§ Try it
Return every record exactly as written.
[[ Supplied material, beginning ]]
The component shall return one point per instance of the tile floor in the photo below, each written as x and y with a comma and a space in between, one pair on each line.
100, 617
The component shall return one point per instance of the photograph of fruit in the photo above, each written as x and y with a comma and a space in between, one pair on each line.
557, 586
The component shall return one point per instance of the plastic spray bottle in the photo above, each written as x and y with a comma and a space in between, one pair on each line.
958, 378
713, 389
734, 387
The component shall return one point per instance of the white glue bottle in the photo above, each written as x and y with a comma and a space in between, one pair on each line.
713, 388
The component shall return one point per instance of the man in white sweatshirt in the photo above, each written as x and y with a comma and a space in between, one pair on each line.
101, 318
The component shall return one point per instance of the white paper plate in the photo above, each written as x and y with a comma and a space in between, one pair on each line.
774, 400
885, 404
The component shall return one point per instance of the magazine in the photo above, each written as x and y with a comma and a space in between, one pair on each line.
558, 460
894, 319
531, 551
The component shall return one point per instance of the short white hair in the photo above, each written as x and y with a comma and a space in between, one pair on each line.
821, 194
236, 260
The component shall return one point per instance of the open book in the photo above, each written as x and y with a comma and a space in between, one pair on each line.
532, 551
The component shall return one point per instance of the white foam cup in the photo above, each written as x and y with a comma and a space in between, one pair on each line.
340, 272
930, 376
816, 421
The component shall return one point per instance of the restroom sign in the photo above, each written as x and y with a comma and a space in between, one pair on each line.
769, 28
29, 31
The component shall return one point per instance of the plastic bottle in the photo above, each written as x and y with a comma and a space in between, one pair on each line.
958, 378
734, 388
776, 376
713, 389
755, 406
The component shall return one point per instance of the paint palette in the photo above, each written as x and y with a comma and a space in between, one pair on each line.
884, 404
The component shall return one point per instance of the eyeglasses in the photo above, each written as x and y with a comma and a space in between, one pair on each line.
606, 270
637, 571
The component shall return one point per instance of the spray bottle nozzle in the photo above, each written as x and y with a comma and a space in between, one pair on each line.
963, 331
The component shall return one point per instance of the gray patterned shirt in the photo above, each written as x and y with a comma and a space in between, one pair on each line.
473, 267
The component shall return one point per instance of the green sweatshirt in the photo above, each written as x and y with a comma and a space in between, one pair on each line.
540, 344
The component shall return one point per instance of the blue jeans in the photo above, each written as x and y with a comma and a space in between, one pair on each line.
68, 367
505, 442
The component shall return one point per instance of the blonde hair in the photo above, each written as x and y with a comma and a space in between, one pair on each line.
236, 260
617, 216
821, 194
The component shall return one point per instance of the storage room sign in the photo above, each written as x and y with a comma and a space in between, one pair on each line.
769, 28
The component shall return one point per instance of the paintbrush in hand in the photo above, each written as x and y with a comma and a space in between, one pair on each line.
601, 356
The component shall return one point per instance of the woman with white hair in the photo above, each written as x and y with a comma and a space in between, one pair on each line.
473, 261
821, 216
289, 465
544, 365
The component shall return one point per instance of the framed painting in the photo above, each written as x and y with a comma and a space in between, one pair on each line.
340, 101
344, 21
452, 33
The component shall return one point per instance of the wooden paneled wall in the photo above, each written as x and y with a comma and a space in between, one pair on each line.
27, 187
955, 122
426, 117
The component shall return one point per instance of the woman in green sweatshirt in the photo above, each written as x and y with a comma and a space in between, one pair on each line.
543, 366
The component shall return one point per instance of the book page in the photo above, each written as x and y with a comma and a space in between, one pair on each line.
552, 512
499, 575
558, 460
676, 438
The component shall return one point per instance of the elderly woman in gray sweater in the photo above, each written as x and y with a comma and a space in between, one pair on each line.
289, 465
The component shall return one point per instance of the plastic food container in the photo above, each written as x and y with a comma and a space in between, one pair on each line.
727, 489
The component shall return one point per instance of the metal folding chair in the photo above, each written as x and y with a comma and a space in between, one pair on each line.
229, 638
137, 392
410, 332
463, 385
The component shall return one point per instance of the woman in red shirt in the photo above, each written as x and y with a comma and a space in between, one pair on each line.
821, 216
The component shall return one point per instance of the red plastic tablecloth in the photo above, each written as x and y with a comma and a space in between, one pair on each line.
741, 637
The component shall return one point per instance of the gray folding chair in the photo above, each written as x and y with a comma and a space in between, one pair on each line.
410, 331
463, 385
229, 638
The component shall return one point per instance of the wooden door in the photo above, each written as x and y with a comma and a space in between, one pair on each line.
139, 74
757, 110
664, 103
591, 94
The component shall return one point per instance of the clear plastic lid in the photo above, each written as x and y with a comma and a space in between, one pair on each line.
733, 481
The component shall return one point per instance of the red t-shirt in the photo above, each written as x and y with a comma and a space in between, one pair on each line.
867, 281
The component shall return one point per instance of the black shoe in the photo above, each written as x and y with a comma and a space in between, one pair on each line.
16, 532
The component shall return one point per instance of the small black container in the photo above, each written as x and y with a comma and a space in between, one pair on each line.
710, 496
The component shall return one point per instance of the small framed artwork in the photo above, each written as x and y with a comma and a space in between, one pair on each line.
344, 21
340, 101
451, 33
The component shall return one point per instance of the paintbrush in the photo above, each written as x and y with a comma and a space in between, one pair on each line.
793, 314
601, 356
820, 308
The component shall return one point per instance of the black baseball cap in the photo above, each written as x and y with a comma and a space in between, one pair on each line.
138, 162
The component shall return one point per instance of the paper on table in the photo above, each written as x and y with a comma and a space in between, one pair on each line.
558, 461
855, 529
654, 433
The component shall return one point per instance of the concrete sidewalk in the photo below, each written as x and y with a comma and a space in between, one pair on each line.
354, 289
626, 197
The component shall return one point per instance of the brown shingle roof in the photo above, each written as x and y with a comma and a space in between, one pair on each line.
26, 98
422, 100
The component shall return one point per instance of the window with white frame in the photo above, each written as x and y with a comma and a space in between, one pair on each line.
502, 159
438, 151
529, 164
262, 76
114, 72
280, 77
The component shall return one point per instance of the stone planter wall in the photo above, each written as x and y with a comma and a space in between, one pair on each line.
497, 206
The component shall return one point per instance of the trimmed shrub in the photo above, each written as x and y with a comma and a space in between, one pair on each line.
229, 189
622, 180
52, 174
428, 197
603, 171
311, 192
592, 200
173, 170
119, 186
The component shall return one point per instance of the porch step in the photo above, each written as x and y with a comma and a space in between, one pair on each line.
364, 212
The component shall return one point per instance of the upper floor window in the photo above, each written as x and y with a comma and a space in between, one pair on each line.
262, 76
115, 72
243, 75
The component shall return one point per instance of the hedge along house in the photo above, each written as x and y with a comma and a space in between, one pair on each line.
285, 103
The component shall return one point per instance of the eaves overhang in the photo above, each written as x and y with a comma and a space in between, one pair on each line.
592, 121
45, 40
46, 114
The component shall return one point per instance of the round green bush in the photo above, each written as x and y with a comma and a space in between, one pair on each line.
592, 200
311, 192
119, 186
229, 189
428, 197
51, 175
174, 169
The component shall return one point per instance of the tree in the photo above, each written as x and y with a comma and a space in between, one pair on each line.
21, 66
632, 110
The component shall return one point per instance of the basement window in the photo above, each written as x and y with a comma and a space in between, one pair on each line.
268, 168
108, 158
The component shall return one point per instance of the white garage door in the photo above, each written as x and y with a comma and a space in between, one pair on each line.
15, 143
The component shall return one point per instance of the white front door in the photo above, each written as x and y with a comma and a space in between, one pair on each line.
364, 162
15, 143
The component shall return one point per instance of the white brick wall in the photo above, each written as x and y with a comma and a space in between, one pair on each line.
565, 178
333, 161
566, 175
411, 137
[[ Supplied material, end ]]
§ Solution
The component shall return one point per instance of the tile floor in the photo below, each written as x and y with a comma and a space in between, one pair on each line.
100, 617
The component shall return one point per instance of the photograph of fruit in the photo above, each written as x and y with a comma and a space in between, one pair on each line.
557, 586
The component shall return one point per instance of the plastic spray bottle in the photo above, each written as x and y with a comma and a space in between, one pair on each line.
958, 378
713, 389
734, 387
The component shall return one point per instance of the white glue bottle in the photo above, each written as x and y with a comma and a space in between, one pair on each line.
713, 388
The component shall return one point per instance of the man in white sweatshirt in the photo above, each written as x and y with a comma and a space in between, one pair on each line.
101, 318
The component shall return one point per instance of the white paper plate in the photo above, each written as x and y with a comma and a space in between, one pair on each line.
774, 400
885, 404
The component shall return one point per instance of the magazine in the photo above, each written as x and y with a comma and a space in between, one pair on each line.
558, 460
894, 319
531, 551
The component shall return one point per instance of the short white hair in the photo above, each written as x and y with a comma and a space in between, one pair on each line.
821, 194
236, 260
The component shall return one point per instance of the open book in the photo above, each written as x and y with a comma and a space in between, one pair on each line.
532, 551
The component shall return one point per instance of the white foam cup in the photo above, each written as x and y with a comma and a space in between, one pair on each line.
340, 272
930, 376
816, 421
The component shall return one point per instance of the restroom sign in the photo above, each written as x and y with a comma and a space in between, one pair on each line.
769, 28
29, 31
The component shall return one point per instance of the plastic bottle in the photo above, each written as x and y with a comma and a space in between, one pair on each line.
958, 378
734, 388
776, 376
713, 389
755, 406
The component shall return one point per instance of the paint palette in the photo above, each written as x and y with a comma and a space in between, one pair on each line.
884, 404
The component shall return one point per instance of the eyeglasses in the photo above, each written as x and y with a comma and a space in between, one pair on each line.
606, 270
637, 571
The component shall return one point per instance of the spray bottle nozzle in the photo above, each written as x and y with a comma and a space in between, one pair on each line.
963, 331
The component shall return one point per instance of the gray patterned shirt in the photo above, each written as x and y with a comma and a space in between, one pair on each line.
473, 267
The component shall return one point per instance of the green sweatshirt in the photo above, each written as x and y with a comma and a space in between, one pair on each line.
540, 344
The component shall return one point per instance of the blue jeans in the photo above, each written as x and y with a comma and a space in between, one pair on each line.
68, 367
505, 442
The component shall return one point per instance of the blonde hair in the photo above, each written as x and y with a comma and a space in between, one pair on each line.
236, 260
617, 216
821, 194
The component shall return one point per instance of the storage room sign in the photo above, each written as x and y with a comma and a space in between, one pair on each line.
769, 28
The component shall return one point per instance of the paintbrush in hand in the photo above, each written as x and y with a comma and a space in between, one pair on each line.
601, 356
The component shall return one point per instance of the woman with white hair in the photo above, each written as x and y with a comma and a space in between, one pair on each line.
473, 261
821, 216
289, 465
544, 365
The component shall return one point per instance of the framed painting in the photo above, each written as x and y with a comma and a space in between, one pair on each line.
340, 101
344, 21
452, 33
The component shall return one point per instance of the wooden paneled wall in the photo above, each written as x and y with a comma and a space in between, one pair on each line.
27, 187
955, 122
426, 117
The component shall return one point per instance of the woman in green sweatshirt in the photo above, each written as x and y with a comma and a space in between, one pair on each line.
543, 366
The component shall return one point per instance of the book page in the photo above, each written as x and y with a comma and a space in between, one pair on each line.
552, 512
499, 575
558, 460
676, 438
The component shall return one point per instance of the elderly woman in gray sweater in the photo above, each written as x and y with a comma and a space in between, one pair on each line.
289, 465
The component shall return one point per instance of the plastic food container in the photo above, each written as x and y with a comma and a space in between, one pair on each line.
727, 489
The component shall return one point per instance of the metal folding chair in the photo above, each written as x and y with a comma and a space in between, one pair on each line.
229, 638
137, 392
410, 332
463, 385
The component shall return one point per instance of the woman in red shirt in the photo above, each written as x and y with a comma and a space in between, one pair on each line.
821, 216
The component shall return one point per instance of the red plastic tablecloth in the photo above, each written as x and y with a comma and a space in between, one pair on each line.
741, 637
The component shall return one point per instance of the gray folding chair in the photo above, each written as x and y with a comma and a space in between, one pair on each line.
410, 331
463, 385
229, 638
The component shall return one point per instance of the wooden door in the photo above, each written as x and y with a comma and a space in between, one pair on each line.
139, 74
757, 110
664, 103
591, 94
The component shall return one point per instance of the clear plastic lid in the photo above, each written as x and y with a comma and a space in between, one pair on each line.
733, 481
The component shall return one point per instance of the red t-shirt in the photo above, each written as x and y with a comma and a space in between, one pair on each line.
867, 281
The component shall return one point per instance of the black shoe in the photo above, each written as x and y with a comma and a space in between, one pair on each line.
16, 532
The component shall return one point per instance of the small black container in the photo above, each written as x and y with a comma and a space in between, one pair on each line.
710, 496
The component shall return one point per instance of the small framed artwork in the photo above, each written as x and y with a comma and a space in between, one pair on each line.
344, 21
340, 101
451, 33
The component shall return one point per instance of the paintbrush in the photo above, each written as x and y with a comma and a space in between, one pair on each line.
793, 314
601, 356
820, 308
The component shall return one point per instance of the black baseball cap in the photo above, each written as x and y with a comma and a space in between, one pair on each line.
138, 162
The component shall return one point per instance of the paper on table in the photo above, each written as x and y with a comma and a space in between, one pair on each line.
558, 461
855, 529
654, 433
The component shall return one point per instance of the concrete sidewalk in the photo below, each written as x and y with a comma and a space in between, one pair on each line.
354, 289
626, 197
The component shall return one point per instance of the brown shingle roof in the photo above, each written as x and y with a comma and a space in between, one pair on each line.
26, 98
422, 100
The component shall return one point per instance of the window with white frame in the photo above, each written as x and y with a comma and a space in between, one pair on each line.
502, 159
438, 151
529, 164
262, 76
114, 72
280, 77
The component shall return one point per instance of the stone planter wall in the photo above, each written as x and y with a comma and a space in between, one pair on each line.
497, 206
The component shall return one point per instance of the trimmed shrub in the photo above, each written as x and y with a comma and a space in between, one pair on each line.
229, 189
622, 180
52, 174
428, 197
603, 171
311, 192
592, 200
173, 170
119, 186
The component shall return one point per instance of the porch step in the photo above, each written as x and y with a comma and a space in between, one pair on each line.
364, 212
The component shall return one point per instance of the upper floor window in the photo above, each written as x and y with a comma and a space in between, one pair on each line.
262, 76
115, 72
243, 75
The component shall return one point per instance of the hedge along house in the photo above, each written as x and y with a comma and a space in between, one pair on each line.
285, 103
The component shall return one point per instance of the eaves overhang in the photo above, each written as x and y with a comma and a space in between, one pair on each line.
592, 121
45, 40
46, 114
The component shall return one point per instance of the round green bush in the photo above, each written as x and y with a comma and a space in between, one pair on each line.
592, 200
311, 192
119, 186
229, 189
428, 197
51, 175
174, 169
The component shall return one point per instance of the tree in the photo above, each written as x and y with a comma and a space in between, one pair on each line.
21, 66
632, 110
The component shall return one point per instance of the basement window in the photo above, each written as x and y with a comma and a space in between, one pair on each line.
268, 168
108, 158
The component shall return one point per instance of the white garage door in the photo above, each written as x and y with a comma and a space in between, one pair on each line.
15, 143
The component shall return one point per instance of the white front door in the photo above, each written as x and y with a comma and a space in between, one pair on each line.
364, 162
15, 143
The component shall return one point per instance of the white brick wall in the photo above, each written as x and y with a comma and a space in between, one pair on each line.
565, 178
333, 161
566, 175
411, 137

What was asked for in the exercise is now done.